## REQUIRED WORK
Pull out each line in the listing below that contains the string "light". Treat uppercase and lowercase as different.
>> start MATERIAL
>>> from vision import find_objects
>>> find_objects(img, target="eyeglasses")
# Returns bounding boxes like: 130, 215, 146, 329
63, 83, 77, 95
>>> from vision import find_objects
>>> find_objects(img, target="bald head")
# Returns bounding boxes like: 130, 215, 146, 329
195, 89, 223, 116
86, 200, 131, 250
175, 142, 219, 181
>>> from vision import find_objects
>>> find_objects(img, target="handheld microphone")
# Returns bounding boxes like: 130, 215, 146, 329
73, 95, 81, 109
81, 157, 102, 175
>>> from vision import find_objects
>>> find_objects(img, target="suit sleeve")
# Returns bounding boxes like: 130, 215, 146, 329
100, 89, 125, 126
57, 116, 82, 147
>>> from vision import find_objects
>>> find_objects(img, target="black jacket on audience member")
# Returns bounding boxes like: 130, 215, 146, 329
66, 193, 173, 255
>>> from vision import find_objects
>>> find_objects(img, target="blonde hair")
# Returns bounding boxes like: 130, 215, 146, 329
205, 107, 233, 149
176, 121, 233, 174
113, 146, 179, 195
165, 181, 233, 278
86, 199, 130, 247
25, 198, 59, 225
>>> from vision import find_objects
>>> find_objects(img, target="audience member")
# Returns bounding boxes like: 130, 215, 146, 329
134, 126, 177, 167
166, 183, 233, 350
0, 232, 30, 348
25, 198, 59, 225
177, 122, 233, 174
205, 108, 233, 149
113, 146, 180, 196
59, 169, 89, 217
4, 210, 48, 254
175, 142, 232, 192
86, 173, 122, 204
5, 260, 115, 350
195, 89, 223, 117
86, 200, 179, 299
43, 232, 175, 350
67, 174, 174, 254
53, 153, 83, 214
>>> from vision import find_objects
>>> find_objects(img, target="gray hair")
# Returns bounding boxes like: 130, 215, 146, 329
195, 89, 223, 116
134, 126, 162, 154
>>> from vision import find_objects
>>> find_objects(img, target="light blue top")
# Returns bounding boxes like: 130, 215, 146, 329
>> end MATERIAL
>> start MATERIAL
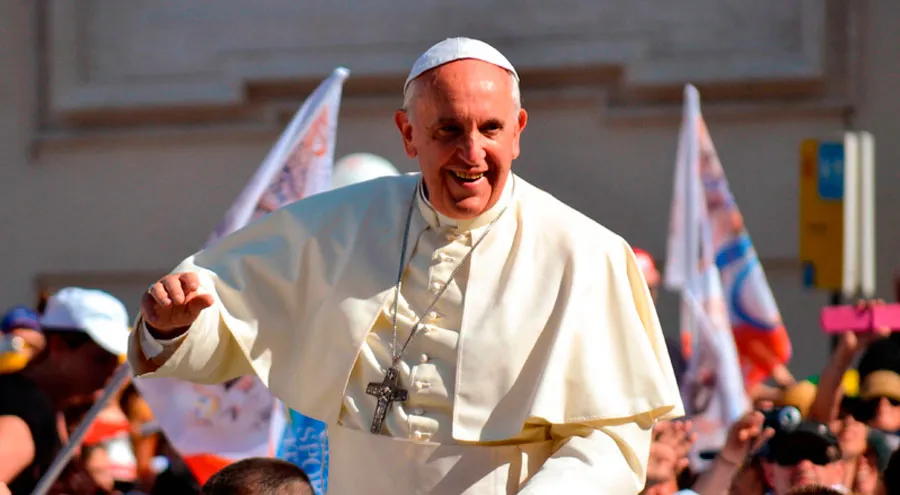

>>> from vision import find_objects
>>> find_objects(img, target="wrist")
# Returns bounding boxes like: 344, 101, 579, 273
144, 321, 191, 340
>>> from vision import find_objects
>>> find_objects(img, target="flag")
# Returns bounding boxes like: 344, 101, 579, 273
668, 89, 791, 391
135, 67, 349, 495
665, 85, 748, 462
>> end MATERIAL
>> start MATERIAL
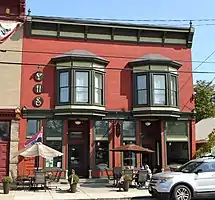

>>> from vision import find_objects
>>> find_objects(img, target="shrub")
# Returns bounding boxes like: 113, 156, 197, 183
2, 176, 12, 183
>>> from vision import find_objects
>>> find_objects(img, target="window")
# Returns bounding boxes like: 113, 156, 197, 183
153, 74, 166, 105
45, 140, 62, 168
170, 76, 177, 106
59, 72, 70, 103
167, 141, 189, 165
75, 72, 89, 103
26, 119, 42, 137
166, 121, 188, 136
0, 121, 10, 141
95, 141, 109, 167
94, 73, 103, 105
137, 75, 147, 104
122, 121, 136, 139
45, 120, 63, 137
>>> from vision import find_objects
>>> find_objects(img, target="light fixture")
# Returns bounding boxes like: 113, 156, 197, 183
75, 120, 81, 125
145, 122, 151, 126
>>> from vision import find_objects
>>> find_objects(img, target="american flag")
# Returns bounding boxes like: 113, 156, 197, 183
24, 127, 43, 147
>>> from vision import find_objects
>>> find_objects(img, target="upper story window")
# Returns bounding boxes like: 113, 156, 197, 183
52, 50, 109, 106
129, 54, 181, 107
>> end MATERIAL
## COMPLETE ANSWER
>>> find_objects(img, target="light blue top")
>>> find_objects(img, target="light fixture")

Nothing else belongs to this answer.